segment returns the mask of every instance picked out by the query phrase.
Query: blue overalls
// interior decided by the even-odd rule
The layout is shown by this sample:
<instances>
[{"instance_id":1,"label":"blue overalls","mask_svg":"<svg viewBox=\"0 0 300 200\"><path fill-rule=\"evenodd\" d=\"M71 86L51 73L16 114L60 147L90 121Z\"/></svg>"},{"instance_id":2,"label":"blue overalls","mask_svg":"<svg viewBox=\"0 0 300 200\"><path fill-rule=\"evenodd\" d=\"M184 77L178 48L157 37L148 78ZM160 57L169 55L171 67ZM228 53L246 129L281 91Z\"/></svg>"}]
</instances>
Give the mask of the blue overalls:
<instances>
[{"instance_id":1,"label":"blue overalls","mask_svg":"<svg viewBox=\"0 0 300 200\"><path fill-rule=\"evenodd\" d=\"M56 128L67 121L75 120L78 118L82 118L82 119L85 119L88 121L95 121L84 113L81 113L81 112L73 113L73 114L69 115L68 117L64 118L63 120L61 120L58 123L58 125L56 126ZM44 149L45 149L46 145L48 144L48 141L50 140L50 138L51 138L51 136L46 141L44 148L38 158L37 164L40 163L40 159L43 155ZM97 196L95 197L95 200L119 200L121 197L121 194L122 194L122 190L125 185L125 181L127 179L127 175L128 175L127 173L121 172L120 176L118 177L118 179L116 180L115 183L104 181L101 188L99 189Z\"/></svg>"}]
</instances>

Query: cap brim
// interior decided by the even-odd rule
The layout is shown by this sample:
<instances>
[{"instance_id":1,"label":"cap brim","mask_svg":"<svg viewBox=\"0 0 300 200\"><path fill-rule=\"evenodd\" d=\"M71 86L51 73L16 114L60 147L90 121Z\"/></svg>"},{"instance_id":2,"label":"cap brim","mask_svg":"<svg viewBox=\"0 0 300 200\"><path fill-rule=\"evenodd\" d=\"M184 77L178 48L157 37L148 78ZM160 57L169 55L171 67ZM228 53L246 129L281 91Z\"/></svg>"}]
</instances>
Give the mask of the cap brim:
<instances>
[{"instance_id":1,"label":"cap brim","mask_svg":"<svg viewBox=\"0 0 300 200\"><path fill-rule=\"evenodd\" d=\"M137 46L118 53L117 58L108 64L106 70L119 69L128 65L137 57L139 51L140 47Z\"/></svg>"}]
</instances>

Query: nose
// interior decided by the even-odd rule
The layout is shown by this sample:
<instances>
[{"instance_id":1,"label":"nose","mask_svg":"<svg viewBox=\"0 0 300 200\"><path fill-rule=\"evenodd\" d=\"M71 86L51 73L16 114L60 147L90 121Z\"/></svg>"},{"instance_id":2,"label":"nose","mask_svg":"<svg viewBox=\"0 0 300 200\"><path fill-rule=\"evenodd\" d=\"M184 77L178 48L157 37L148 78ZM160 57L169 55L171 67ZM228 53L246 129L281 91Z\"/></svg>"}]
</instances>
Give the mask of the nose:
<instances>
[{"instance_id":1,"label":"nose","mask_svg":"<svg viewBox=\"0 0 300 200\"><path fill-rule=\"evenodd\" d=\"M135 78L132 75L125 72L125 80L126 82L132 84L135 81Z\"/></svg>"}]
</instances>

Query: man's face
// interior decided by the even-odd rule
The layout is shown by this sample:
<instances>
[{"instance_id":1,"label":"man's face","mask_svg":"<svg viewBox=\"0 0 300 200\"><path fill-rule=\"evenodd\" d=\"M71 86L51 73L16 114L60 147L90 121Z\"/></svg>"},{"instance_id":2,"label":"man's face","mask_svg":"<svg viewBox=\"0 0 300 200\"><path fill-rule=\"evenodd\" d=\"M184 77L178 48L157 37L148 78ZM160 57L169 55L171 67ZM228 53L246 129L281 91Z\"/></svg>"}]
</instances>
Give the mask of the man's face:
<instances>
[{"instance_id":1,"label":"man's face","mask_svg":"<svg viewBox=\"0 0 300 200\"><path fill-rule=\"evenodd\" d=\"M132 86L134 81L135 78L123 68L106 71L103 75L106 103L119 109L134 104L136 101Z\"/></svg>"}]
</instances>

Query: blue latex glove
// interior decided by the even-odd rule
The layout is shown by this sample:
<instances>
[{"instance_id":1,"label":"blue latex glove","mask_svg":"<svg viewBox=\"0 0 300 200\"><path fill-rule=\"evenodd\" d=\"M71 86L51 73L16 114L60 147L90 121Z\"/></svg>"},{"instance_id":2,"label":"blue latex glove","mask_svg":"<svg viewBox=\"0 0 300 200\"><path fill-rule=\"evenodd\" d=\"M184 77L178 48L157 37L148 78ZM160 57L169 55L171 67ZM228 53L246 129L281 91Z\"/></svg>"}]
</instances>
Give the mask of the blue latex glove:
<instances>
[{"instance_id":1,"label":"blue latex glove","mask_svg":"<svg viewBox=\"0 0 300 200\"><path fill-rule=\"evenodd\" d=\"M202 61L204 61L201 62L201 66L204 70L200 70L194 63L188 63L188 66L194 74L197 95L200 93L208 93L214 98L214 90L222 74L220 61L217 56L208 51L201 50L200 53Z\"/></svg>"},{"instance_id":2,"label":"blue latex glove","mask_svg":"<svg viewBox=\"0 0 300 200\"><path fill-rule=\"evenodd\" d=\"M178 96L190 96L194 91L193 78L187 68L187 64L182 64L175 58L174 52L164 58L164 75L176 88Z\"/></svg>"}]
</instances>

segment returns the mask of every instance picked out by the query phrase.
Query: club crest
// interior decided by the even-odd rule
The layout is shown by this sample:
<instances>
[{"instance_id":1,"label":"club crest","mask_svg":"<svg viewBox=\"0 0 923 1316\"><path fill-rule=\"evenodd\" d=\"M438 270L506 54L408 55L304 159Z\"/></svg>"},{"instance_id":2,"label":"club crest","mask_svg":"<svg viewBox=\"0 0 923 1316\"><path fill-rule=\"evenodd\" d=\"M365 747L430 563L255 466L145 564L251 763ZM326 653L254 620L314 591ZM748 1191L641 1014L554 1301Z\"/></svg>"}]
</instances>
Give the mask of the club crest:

○ ○ ○ ○

:: What to work on ::
Please quote the data above in full, with no line missing.

:: Solution for this task ::
segment returns the mask of every instance picked out by the query phrase.
Query: blue overalls
// interior decided by the even-odd rule
The layout is shown by this sample:
<instances>
[{"instance_id":1,"label":"blue overalls","mask_svg":"<svg viewBox=\"0 0 300 200\"><path fill-rule=\"evenodd\" d=\"M71 86L51 73L16 114L60 147L90 121Z\"/></svg>"},{"instance_id":2,"label":"blue overalls","mask_svg":"<svg viewBox=\"0 0 300 200\"><path fill-rule=\"evenodd\" d=\"M184 77L178 48L157 37L148 78ZM160 57L169 55L171 67ZM228 53L246 129L281 91Z\"/></svg>"}]
</instances>
Give the mask of the blue overalls:
<instances>
[{"instance_id":1,"label":"blue overalls","mask_svg":"<svg viewBox=\"0 0 300 200\"><path fill-rule=\"evenodd\" d=\"M56 128L67 121L75 120L78 118L82 118L82 119L85 119L88 121L95 121L84 113L81 113L81 112L73 113L73 114L69 115L68 117L64 118L63 120L61 120L58 123L58 125L56 126ZM44 149L45 149L46 145L48 144L48 141L50 140L50 138L51 138L51 136L46 141L44 148L38 158L37 164L40 163L40 159L43 155ZM97 196L95 197L95 200L119 200L121 197L121 194L122 194L122 190L125 185L125 181L127 179L127 175L128 175L127 173L121 172L120 176L118 177L118 179L116 180L115 183L104 181L101 188L99 189Z\"/></svg>"}]
</instances>

Query: cap brim
// interior decided by the even-odd rule
The layout is shown by this sample:
<instances>
[{"instance_id":1,"label":"cap brim","mask_svg":"<svg viewBox=\"0 0 300 200\"><path fill-rule=\"evenodd\" d=\"M71 86L51 73L16 114L60 147L90 121Z\"/></svg>"},{"instance_id":2,"label":"cap brim","mask_svg":"<svg viewBox=\"0 0 300 200\"><path fill-rule=\"evenodd\" d=\"M184 77L178 48L157 37L148 78ZM160 57L169 55L171 67ZM228 53L246 129L281 91Z\"/></svg>"}]
</instances>
Give the mask of the cap brim:
<instances>
[{"instance_id":1,"label":"cap brim","mask_svg":"<svg viewBox=\"0 0 300 200\"><path fill-rule=\"evenodd\" d=\"M137 46L118 53L117 58L108 64L106 70L119 69L128 65L137 57L139 51L140 47Z\"/></svg>"}]
</instances>

Query: nose
// interior decided by the even-odd rule
The layout is shown by this sample:
<instances>
[{"instance_id":1,"label":"nose","mask_svg":"<svg viewBox=\"0 0 300 200\"><path fill-rule=\"evenodd\" d=\"M71 86L51 73L16 114L60 147L90 121Z\"/></svg>"},{"instance_id":2,"label":"nose","mask_svg":"<svg viewBox=\"0 0 300 200\"><path fill-rule=\"evenodd\" d=\"M184 77L178 48L157 37L148 78ZM160 57L169 55L171 67ZM228 53L246 129L281 91Z\"/></svg>"}]
</instances>
Give the mask of the nose:
<instances>
[{"instance_id":1,"label":"nose","mask_svg":"<svg viewBox=\"0 0 300 200\"><path fill-rule=\"evenodd\" d=\"M135 78L132 75L125 72L125 80L126 82L132 84L135 81Z\"/></svg>"}]
</instances>

Query: man's face
// interior decided by the even-odd rule
The layout is shown by this sample:
<instances>
[{"instance_id":1,"label":"man's face","mask_svg":"<svg viewBox=\"0 0 300 200\"><path fill-rule=\"evenodd\" d=\"M71 86L51 73L16 114L60 147L90 121Z\"/></svg>"},{"instance_id":2,"label":"man's face","mask_svg":"<svg viewBox=\"0 0 300 200\"><path fill-rule=\"evenodd\" d=\"M184 77L178 48L157 37L148 78ZM160 57L169 55L171 67ZM228 53L246 129L281 91Z\"/></svg>"}]
</instances>
Give the mask of the man's face:
<instances>
[{"instance_id":1,"label":"man's face","mask_svg":"<svg viewBox=\"0 0 300 200\"><path fill-rule=\"evenodd\" d=\"M132 86L134 81L135 78L123 68L106 71L103 75L106 103L119 109L134 104L136 101Z\"/></svg>"}]
</instances>

Query: blue latex glove
// interior decided by the even-odd rule
The layout is shown by this sample:
<instances>
[{"instance_id":1,"label":"blue latex glove","mask_svg":"<svg viewBox=\"0 0 300 200\"><path fill-rule=\"evenodd\" d=\"M71 86L51 73L16 114L60 147L90 121Z\"/></svg>"},{"instance_id":2,"label":"blue latex glove","mask_svg":"<svg viewBox=\"0 0 300 200\"><path fill-rule=\"evenodd\" d=\"M184 77L178 48L157 37L148 78ZM160 57L169 55L171 67ZM228 53L246 129L281 91Z\"/></svg>"}]
</instances>
Give the mask of the blue latex glove:
<instances>
[{"instance_id":1,"label":"blue latex glove","mask_svg":"<svg viewBox=\"0 0 300 200\"><path fill-rule=\"evenodd\" d=\"M202 61L204 61L201 62L201 66L204 70L200 70L194 63L188 63L188 66L194 74L197 95L200 93L208 93L214 98L214 90L222 74L220 61L217 56L208 51L201 50L200 53Z\"/></svg>"},{"instance_id":2,"label":"blue latex glove","mask_svg":"<svg viewBox=\"0 0 300 200\"><path fill-rule=\"evenodd\" d=\"M178 96L190 96L194 91L193 78L187 68L187 64L182 64L175 58L174 52L164 58L164 75L176 88Z\"/></svg>"}]
</instances>

segment returns the mask of every instance picked out by the query phrase.
Query: club crest
// interior decided by the even-odd rule
The layout is shown by this sample:
<instances>
[{"instance_id":1,"label":"club crest","mask_svg":"<svg viewBox=\"0 0 923 1316\"><path fill-rule=\"evenodd\" d=\"M438 270L506 54L408 55L304 159Z\"/></svg>"},{"instance_id":2,"label":"club crest","mask_svg":"<svg viewBox=\"0 0 923 1316\"><path fill-rule=\"evenodd\" d=\"M365 747L430 563L255 466L145 564L251 763ZM326 653L254 620L314 591ZM748 1191L641 1014L554 1301Z\"/></svg>"}]
</instances>
Give the mask of the club crest:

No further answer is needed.